:: PROBLEM TO WORK ON ::
Each entry is to be transcribed exactly, with nothing added or dropped.

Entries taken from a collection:
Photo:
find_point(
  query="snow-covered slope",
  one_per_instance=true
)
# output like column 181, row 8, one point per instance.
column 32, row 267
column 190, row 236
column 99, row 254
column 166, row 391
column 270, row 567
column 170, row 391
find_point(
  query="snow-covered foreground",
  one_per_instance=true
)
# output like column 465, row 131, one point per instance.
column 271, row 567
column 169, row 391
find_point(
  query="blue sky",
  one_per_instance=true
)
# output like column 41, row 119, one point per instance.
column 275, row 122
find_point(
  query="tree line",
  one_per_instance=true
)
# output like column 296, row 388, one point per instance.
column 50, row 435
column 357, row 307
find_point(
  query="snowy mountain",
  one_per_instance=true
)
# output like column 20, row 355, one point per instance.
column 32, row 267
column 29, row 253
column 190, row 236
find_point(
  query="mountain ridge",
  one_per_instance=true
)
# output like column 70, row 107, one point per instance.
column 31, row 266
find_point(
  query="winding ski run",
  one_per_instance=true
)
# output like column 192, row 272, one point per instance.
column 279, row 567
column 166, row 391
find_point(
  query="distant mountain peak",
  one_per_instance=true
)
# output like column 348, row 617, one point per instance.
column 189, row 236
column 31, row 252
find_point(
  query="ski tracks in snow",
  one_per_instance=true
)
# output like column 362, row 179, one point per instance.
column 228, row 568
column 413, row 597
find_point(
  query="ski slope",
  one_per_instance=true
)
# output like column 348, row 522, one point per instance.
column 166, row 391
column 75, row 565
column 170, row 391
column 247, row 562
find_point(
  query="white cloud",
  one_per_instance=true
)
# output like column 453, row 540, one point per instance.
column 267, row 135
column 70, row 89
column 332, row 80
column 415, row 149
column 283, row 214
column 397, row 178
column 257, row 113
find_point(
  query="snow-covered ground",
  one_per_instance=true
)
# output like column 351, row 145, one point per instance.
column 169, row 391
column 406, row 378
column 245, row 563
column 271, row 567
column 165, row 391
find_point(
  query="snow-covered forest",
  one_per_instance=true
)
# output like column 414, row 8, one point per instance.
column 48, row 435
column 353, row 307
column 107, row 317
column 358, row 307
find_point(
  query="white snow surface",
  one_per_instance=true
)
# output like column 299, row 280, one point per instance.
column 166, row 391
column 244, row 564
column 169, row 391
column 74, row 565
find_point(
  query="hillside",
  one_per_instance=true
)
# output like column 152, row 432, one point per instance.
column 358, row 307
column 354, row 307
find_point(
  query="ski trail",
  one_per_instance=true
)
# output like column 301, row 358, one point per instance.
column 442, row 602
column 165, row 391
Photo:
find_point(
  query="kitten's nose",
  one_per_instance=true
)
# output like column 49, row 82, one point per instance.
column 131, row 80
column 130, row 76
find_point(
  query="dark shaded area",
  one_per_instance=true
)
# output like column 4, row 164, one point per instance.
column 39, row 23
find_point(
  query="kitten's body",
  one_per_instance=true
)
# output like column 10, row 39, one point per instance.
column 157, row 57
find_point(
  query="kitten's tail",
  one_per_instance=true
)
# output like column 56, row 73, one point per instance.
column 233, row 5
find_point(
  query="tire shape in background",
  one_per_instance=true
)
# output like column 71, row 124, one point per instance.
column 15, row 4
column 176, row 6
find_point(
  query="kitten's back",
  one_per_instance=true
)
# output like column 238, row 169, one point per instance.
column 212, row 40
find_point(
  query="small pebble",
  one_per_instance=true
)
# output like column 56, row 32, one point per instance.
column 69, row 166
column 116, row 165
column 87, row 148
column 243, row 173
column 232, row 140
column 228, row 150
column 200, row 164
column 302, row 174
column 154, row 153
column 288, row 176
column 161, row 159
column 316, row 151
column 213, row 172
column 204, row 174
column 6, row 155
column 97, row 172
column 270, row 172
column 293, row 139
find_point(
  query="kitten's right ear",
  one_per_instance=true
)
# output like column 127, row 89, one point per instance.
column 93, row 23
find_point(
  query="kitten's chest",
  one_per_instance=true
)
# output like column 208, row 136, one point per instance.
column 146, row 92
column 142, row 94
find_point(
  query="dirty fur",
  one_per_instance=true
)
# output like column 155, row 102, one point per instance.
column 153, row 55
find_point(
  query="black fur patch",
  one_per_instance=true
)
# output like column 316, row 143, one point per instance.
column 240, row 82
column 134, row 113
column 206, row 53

:: TASK OUTPUT ::
Photo:
find_point(
  query="snow-covered slope",
  one_per_instance=true
)
# output like column 181, row 8, one point per instance.
column 32, row 267
column 190, row 236
column 99, row 254
column 166, row 391
column 270, row 567
column 170, row 391
find_point(
  query="snow-covered foreground",
  one_per_instance=true
)
# output like column 465, row 131, one point per instance.
column 271, row 567
column 169, row 391
find_point(
  query="blue sky",
  one_per_instance=true
)
# output like column 41, row 119, one point per instance.
column 275, row 122
find_point(
  query="tree line",
  one_per_instance=true
)
# output like column 296, row 388, one point per instance.
column 50, row 435
column 357, row 307
find_point(
  query="snowy mountain",
  one_per_instance=true
)
# output like column 20, row 355, one point per instance.
column 32, row 267
column 29, row 253
column 190, row 236
find_point(
  query="mountain ridge",
  one_per_instance=true
)
# output like column 70, row 107, one point per instance.
column 31, row 266
find_point(
  query="winding ski run",
  one_per_instance=true
)
# output like column 192, row 272, one point per instance.
column 279, row 567
column 166, row 391
find_point(
  query="distant mountain peak",
  one_per_instance=true
)
# output like column 348, row 617, one point per instance.
column 189, row 236
column 31, row 252
find_point(
  query="ski tracks in snow",
  one_per_instance=true
)
# output like column 362, row 179, one point per instance.
column 228, row 568
column 413, row 597
find_point(
  query="ski slope",
  one_per_instance=true
)
# output like column 348, row 522, one point per instance.
column 166, row 391
column 75, row 565
column 170, row 391
column 247, row 562
find_point(
  query="white cloud",
  one_per_instance=true
)
# output like column 453, row 540, one point per instance.
column 267, row 135
column 70, row 89
column 332, row 80
column 415, row 149
column 283, row 214
column 397, row 178
column 257, row 113
find_point(
  query="snow-covered ground",
  one_per_instance=true
)
# output like column 351, row 145, one point per instance.
column 169, row 391
column 406, row 378
column 245, row 563
column 271, row 567
column 165, row 391
find_point(
  query="snow-covered forest",
  one_per_instance=true
)
# output like column 414, row 8, one point per instance.
column 48, row 435
column 353, row 307
column 107, row 317
column 358, row 307
find_point(
  query="white snow surface",
  one_per_instance=true
)
# output like column 299, row 280, one point per instance.
column 166, row 391
column 244, row 564
column 169, row 391
column 74, row 565
find_point(
  query="hillside",
  one_per_instance=true
)
# output like column 152, row 432, one point per instance.
column 358, row 307
column 354, row 307
find_point(
  query="ski trail",
  one_per_instance=true
)
# output like column 301, row 358, one point per instance.
column 442, row 602
column 165, row 391
Photo:
find_point(
  query="kitten's nose",
  one_per_instance=true
)
# output like column 49, row 82, one point per instance.
column 131, row 80
column 130, row 76
find_point(
  query="dark shaded area",
  one_per_instance=true
)
# output like column 4, row 164, one point per instance.
column 39, row 23
find_point(
  query="kitten's body",
  one_per_instance=true
)
# output like column 10, row 39, one point per instance.
column 157, row 57
find_point(
  query="kitten's tail",
  one_per_instance=true
)
# output like column 56, row 73, one point per instance.
column 233, row 5
find_point(
  query="tire shape in background",
  one_per_instance=true
)
# output like column 71, row 124, one point per instance.
column 15, row 4
column 176, row 6
find_point(
  query="kitten's back",
  one_per_instance=true
)
# output like column 238, row 169, one point per instance.
column 212, row 40
find_point(
  query="small pebble",
  one_per_instance=true
)
# output like column 56, row 32, one point per instance.
column 69, row 166
column 116, row 165
column 87, row 148
column 243, row 173
column 232, row 140
column 228, row 150
column 200, row 164
column 302, row 174
column 154, row 153
column 288, row 176
column 161, row 159
column 316, row 151
column 213, row 172
column 204, row 174
column 6, row 155
column 97, row 172
column 270, row 172
column 293, row 139
find_point(
  query="kitten's right ear",
  one_per_instance=true
)
# output like column 127, row 89, one point per instance.
column 93, row 23
find_point(
  query="kitten's chest",
  one_per_instance=true
)
# output like column 208, row 136, one point per instance.
column 146, row 92
column 142, row 94
find_point(
  query="dirty fur",
  one_per_instance=true
)
# output like column 155, row 102, one point per instance.
column 153, row 55
find_point(
  query="black fur patch",
  one_per_instance=true
)
# output like column 316, row 143, one point per instance.
column 240, row 82
column 134, row 113
column 206, row 53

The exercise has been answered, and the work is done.